• [DATA RECORDS]
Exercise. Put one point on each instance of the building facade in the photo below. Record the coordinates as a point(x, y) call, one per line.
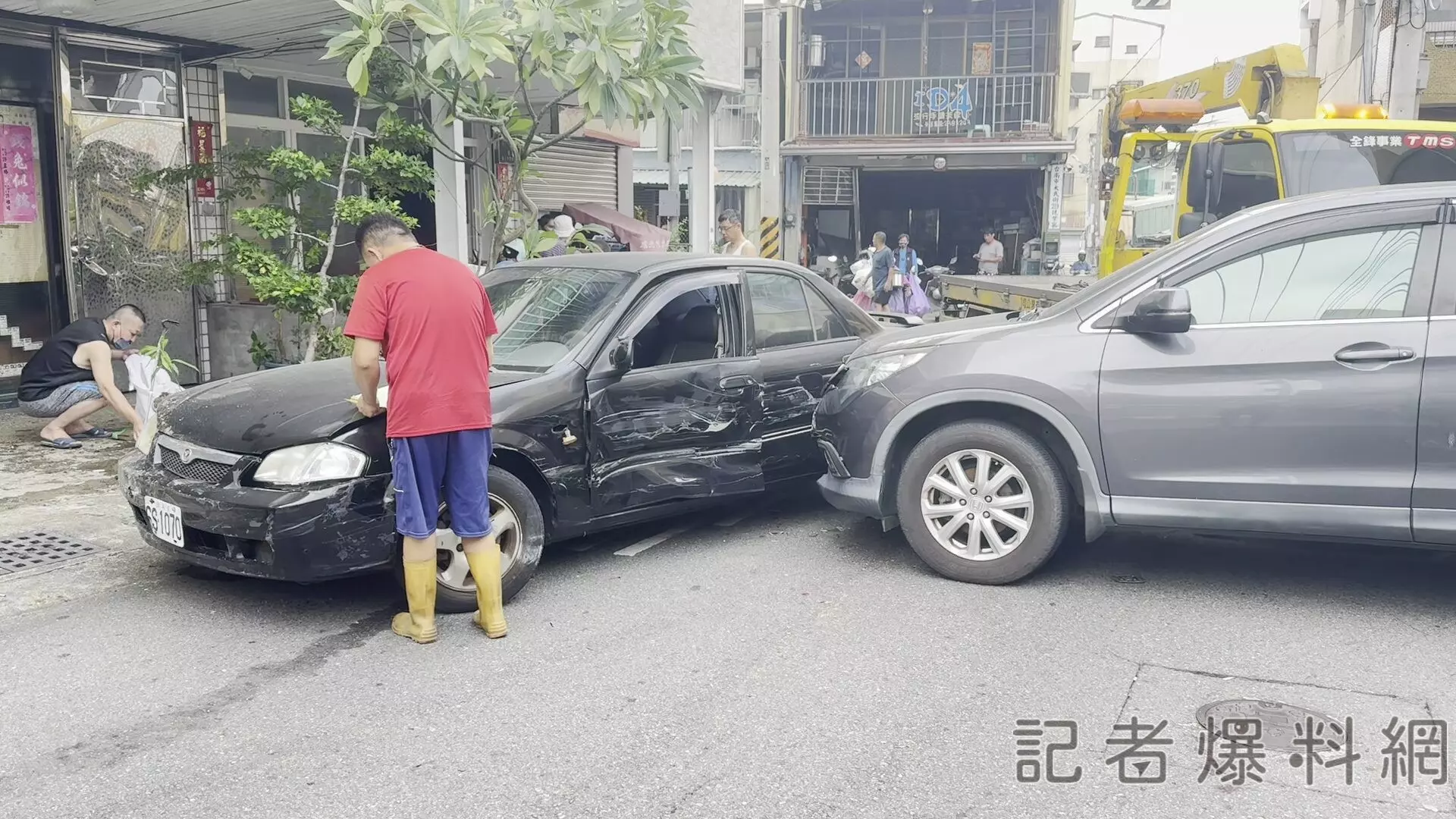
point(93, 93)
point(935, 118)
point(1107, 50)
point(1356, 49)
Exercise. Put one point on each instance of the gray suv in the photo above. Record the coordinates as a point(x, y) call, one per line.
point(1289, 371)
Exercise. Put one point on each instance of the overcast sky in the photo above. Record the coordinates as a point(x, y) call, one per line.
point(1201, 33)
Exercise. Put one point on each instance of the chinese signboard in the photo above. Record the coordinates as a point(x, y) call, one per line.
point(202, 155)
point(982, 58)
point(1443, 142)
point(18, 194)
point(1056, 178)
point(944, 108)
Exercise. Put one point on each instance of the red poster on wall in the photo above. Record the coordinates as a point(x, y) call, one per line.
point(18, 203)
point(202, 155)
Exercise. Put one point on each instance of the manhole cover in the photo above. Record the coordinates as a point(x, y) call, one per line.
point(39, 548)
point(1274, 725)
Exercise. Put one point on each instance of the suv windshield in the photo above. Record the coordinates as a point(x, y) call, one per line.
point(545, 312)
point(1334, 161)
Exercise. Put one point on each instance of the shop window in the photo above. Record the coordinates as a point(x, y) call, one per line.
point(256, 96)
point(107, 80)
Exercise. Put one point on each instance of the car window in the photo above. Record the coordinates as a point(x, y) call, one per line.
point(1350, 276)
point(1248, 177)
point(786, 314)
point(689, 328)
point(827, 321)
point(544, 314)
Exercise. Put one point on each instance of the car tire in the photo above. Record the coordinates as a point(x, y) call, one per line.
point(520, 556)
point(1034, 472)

• [TASK GOAL] Every entry above needs to be copied exactly, apart from its pictures.

• [TASK ANSWER]
Exercise. Put one point on each instance of the building facade in the photo below. Record the coordinates as a point(x, y) call, one per line.
point(93, 93)
point(935, 118)
point(1107, 50)
point(1356, 49)
Exercise. Put one point on each instance of the gray suv in the photo above. Record the coordinates as a point(x, y) call, one per line.
point(1289, 371)
Exercise. Put one point on each instance of the overcast sky in the photo above. Record the coordinates as a point(x, y) call, one per line.
point(1201, 33)
Exercise. Put one point on each instance of the chinese signboard in the photo above. Record the coordinates as a point(x, y) call, one per line.
point(202, 155)
point(982, 58)
point(1443, 142)
point(18, 194)
point(1056, 178)
point(944, 108)
Exercise. Put one point on each instance of the red poster on wall in the photo above. Record the coordinates as a point(x, y) call, one per line.
point(18, 203)
point(202, 155)
Exercise. Put one point on each instance of the manhole cover in the photo above. Record the coordinates as a point(x, y) call, one per line.
point(39, 548)
point(1274, 725)
Exercise. Put one point on each instance of the suv windshield in the photo above. Record the coordinates as a point(x, y) call, one per line.
point(545, 312)
point(1334, 161)
Exercise. Put one point on each instance of the shop window in the photo above. Record the coordinates as a point(x, y) call, one per line.
point(256, 96)
point(107, 80)
Exercise. Put one point on each instance of the car window in the photo above. Record the coordinates as a point(x, y) call, one per line.
point(1350, 276)
point(1248, 177)
point(786, 314)
point(689, 328)
point(827, 321)
point(544, 314)
Exercise. Put one point on each instance of the car tire in the photo above. Record the coordinates as a point(x, y) call, one per line.
point(520, 556)
point(1034, 472)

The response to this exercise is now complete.